*Problem details*:
Nothing but the data, repeated exactly, belongs in the answer.

*Input*:
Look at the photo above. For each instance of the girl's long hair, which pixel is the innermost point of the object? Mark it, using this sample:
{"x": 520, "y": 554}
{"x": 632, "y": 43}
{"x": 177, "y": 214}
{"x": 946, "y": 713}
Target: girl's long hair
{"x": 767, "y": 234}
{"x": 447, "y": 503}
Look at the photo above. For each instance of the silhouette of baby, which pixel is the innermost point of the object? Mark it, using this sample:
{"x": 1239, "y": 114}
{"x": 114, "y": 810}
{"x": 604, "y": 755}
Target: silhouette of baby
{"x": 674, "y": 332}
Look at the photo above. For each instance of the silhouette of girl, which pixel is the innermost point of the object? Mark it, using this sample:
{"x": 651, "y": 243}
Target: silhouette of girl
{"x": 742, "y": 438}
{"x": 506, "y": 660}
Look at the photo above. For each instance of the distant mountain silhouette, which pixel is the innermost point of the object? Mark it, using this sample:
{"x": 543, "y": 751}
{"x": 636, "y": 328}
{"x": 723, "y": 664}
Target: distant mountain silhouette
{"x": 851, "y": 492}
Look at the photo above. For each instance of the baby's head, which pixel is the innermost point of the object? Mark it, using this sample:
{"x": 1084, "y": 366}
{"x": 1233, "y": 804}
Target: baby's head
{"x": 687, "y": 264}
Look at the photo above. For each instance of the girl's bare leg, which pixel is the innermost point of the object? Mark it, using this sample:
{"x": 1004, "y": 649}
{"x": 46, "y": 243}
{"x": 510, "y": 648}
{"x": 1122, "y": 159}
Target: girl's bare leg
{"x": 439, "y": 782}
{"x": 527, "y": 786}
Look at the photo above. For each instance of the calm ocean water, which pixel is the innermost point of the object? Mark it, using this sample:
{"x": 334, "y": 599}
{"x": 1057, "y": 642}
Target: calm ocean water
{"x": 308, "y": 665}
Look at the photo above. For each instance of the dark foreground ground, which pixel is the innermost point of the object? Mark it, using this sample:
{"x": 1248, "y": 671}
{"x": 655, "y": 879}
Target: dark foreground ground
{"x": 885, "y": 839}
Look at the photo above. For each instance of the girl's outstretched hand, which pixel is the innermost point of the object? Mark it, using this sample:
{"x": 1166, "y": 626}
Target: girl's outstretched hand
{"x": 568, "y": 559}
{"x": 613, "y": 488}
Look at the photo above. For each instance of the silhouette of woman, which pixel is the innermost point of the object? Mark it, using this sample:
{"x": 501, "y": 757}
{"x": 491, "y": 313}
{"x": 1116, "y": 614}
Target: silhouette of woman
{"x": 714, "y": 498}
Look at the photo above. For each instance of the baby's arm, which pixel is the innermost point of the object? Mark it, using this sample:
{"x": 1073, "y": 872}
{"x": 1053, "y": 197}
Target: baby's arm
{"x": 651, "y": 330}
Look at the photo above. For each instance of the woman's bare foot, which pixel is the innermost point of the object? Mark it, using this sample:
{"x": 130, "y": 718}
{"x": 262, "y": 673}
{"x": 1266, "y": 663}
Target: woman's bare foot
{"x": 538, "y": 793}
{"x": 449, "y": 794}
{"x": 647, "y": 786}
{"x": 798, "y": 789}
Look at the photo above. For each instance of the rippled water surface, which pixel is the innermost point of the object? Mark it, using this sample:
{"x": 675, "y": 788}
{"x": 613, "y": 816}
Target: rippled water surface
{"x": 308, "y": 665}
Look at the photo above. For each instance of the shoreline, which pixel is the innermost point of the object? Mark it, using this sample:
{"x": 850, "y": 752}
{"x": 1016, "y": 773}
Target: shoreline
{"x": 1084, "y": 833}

*Expected answer*:
Look at the photo above. For each instance of the girl's long hair, which pixel is the innermost point of the object? Mark it, using this sample:
{"x": 520, "y": 554}
{"x": 632, "y": 43}
{"x": 177, "y": 214}
{"x": 946, "y": 713}
Target: girl's long hair
{"x": 767, "y": 234}
{"x": 447, "y": 503}
Look at the photo above. For each instance of the silhouette of baby, which pixel is the innermost point of the object? Mark it, using this sample:
{"x": 1239, "y": 114}
{"x": 114, "y": 810}
{"x": 604, "y": 755}
Target: silhouette of baby
{"x": 674, "y": 332}
Look at the photo above. For each instance of the silhouette of girl, which pixel is the innermost point of the object? Mark it, using this sample:
{"x": 651, "y": 243}
Target: silhouette of girl
{"x": 742, "y": 438}
{"x": 506, "y": 660}
Look at the photo above. For each instance of the distant mountain silhouette, which pixel is the innermost point of the object? Mark it, using this sample:
{"x": 543, "y": 751}
{"x": 636, "y": 328}
{"x": 723, "y": 664}
Target: distant mountain silhouette
{"x": 851, "y": 492}
Look at the photo above. For each instance of the baby's head, which pixel is the innermost point of the object? Mark it, using this sample:
{"x": 1084, "y": 366}
{"x": 1233, "y": 804}
Target: baby's head
{"x": 687, "y": 264}
Look at the photo above. For each instance of the girl's bare leg, which pixel is the innermost point of the object? Mark it, using this sample:
{"x": 1004, "y": 649}
{"x": 46, "y": 243}
{"x": 510, "y": 648}
{"x": 1122, "y": 159}
Target: girl's bare leg
{"x": 439, "y": 782}
{"x": 527, "y": 786}
Look at the photo above. For each instance of the calm ocean water, which pixel is the innermost point of the object? Mark it, using this sample:
{"x": 334, "y": 599}
{"x": 1057, "y": 642}
Target: calm ocean water
{"x": 308, "y": 665}
Look at the photo above. For each instance of the dark foreground ground, which pixel is the innermost point of the object? Mark it, using this sample:
{"x": 1248, "y": 671}
{"x": 655, "y": 879}
Target: dark foreground ground
{"x": 885, "y": 839}
Look at the photo above. For each instance of the girl's outstretched hand, which pixel is the innermost point of the object? Mark it, using this sample:
{"x": 1166, "y": 626}
Target: girl's outstretched hand
{"x": 568, "y": 559}
{"x": 613, "y": 488}
Look at the photo above. For each instance of the silhouette of woman, which pixel is the innermost point of the object? Mark it, using this sample:
{"x": 501, "y": 757}
{"x": 491, "y": 313}
{"x": 1116, "y": 614}
Target: silhouette of woman
{"x": 714, "y": 498}
Look at the photo above. For each instance of the baby's arm, which pixel is the innermost point of the object? Mark it, using this sample:
{"x": 1073, "y": 872}
{"x": 1053, "y": 197}
Target: baby's arm
{"x": 651, "y": 330}
Look at the photo above. For each instance of the woman's bare foot, which pixel is the innermost point of the object? Mark it, using this sample:
{"x": 130, "y": 718}
{"x": 262, "y": 673}
{"x": 1266, "y": 663}
Target: woman's bare foot
{"x": 538, "y": 793}
{"x": 449, "y": 794}
{"x": 647, "y": 786}
{"x": 798, "y": 789}
Look at the photo above. For each instance of the rippled water surface, which pixel is the innermost point of the object? Mark it, using this sample:
{"x": 675, "y": 788}
{"x": 613, "y": 816}
Target: rippled water surface
{"x": 308, "y": 665}
Look at the photo above. For each instance of the shoreline, which pixel is the innermost point of the object? Mark it, using this sample:
{"x": 850, "y": 752}
{"x": 1016, "y": 773}
Target: shoreline
{"x": 1084, "y": 833}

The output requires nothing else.